-------- DATA ENTRIES --------
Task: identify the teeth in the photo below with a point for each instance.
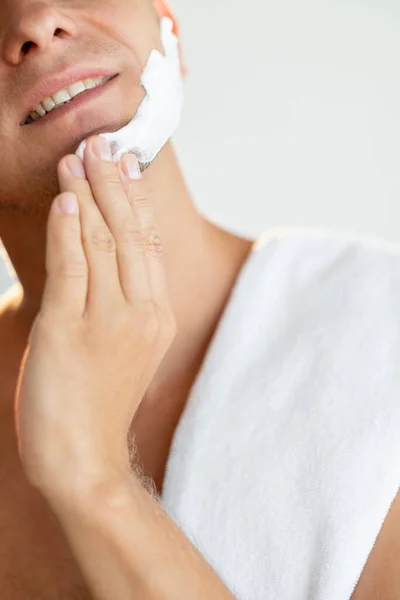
(63, 96)
(40, 110)
(48, 104)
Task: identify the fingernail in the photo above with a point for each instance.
(101, 148)
(75, 165)
(68, 204)
(130, 166)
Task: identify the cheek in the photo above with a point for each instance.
(135, 25)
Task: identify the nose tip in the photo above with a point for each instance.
(33, 27)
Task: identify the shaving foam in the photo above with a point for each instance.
(160, 111)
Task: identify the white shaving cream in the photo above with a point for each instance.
(159, 112)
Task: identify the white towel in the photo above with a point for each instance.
(287, 456)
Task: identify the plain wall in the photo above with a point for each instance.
(292, 113)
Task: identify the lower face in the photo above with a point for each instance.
(115, 34)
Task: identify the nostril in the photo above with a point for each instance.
(26, 47)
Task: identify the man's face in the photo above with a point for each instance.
(39, 39)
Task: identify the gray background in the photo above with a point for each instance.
(292, 113)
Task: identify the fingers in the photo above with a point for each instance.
(112, 200)
(98, 243)
(119, 231)
(137, 194)
(67, 270)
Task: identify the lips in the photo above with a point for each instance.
(76, 105)
(54, 83)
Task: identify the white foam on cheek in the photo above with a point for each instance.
(160, 111)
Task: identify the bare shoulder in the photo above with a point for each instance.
(381, 575)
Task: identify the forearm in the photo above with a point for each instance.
(129, 548)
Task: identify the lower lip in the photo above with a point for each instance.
(77, 102)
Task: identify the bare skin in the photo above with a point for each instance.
(38, 562)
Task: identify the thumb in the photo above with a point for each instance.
(66, 265)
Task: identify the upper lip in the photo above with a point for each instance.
(51, 84)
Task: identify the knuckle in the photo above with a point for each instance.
(139, 201)
(72, 268)
(149, 322)
(130, 234)
(102, 239)
(152, 242)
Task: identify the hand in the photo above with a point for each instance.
(104, 326)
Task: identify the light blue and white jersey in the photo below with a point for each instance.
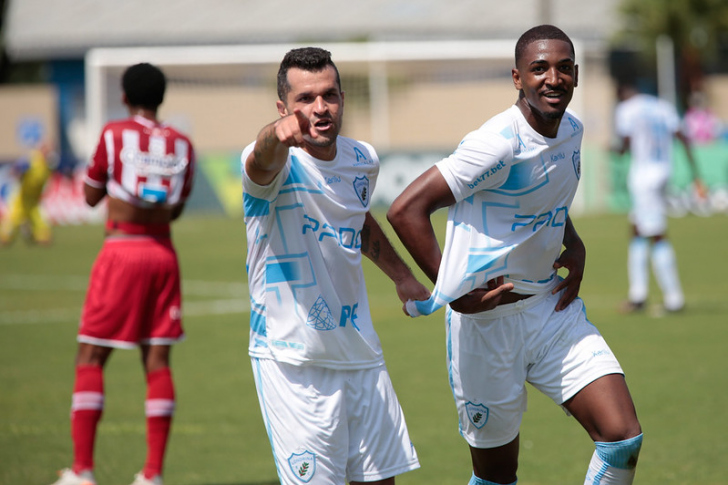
(308, 297)
(651, 124)
(513, 188)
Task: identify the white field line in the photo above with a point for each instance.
(232, 298)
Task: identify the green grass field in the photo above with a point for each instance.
(675, 367)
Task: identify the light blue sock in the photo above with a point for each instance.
(614, 463)
(479, 481)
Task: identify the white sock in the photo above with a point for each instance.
(665, 266)
(637, 269)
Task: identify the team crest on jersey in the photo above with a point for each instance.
(361, 187)
(477, 413)
(303, 465)
(576, 160)
(320, 317)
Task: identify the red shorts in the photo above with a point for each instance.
(133, 295)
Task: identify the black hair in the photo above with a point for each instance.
(541, 32)
(312, 59)
(144, 85)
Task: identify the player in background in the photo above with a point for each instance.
(145, 170)
(511, 319)
(325, 394)
(24, 208)
(646, 127)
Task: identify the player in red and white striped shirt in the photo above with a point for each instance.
(144, 169)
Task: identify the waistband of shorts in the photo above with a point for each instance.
(136, 229)
(518, 306)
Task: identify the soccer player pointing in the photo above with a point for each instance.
(316, 358)
(511, 320)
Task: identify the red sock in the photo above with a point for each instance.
(159, 410)
(86, 408)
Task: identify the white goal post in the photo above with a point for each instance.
(414, 100)
(373, 59)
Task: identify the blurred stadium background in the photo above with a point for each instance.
(418, 74)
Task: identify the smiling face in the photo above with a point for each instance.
(546, 76)
(318, 96)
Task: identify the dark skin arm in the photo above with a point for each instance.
(376, 246)
(573, 258)
(410, 216)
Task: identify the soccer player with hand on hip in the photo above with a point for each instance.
(511, 319)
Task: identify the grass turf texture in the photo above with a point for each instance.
(675, 367)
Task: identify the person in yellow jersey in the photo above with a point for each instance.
(24, 208)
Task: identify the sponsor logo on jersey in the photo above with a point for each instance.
(150, 164)
(477, 414)
(576, 160)
(361, 159)
(361, 187)
(320, 317)
(303, 465)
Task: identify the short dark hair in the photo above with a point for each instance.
(312, 59)
(144, 85)
(541, 32)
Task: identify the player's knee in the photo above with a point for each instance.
(620, 454)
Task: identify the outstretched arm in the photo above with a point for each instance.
(573, 258)
(271, 146)
(376, 246)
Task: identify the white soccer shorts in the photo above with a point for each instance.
(649, 205)
(494, 353)
(330, 426)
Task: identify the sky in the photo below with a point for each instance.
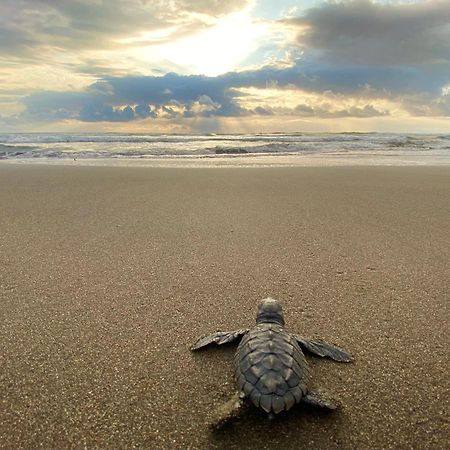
--------
## STATED TASK
Count the lines in the entries above that contain the string "hand", matching case exactly, and reply with only that number.

## WRITTEN RESPONSE
2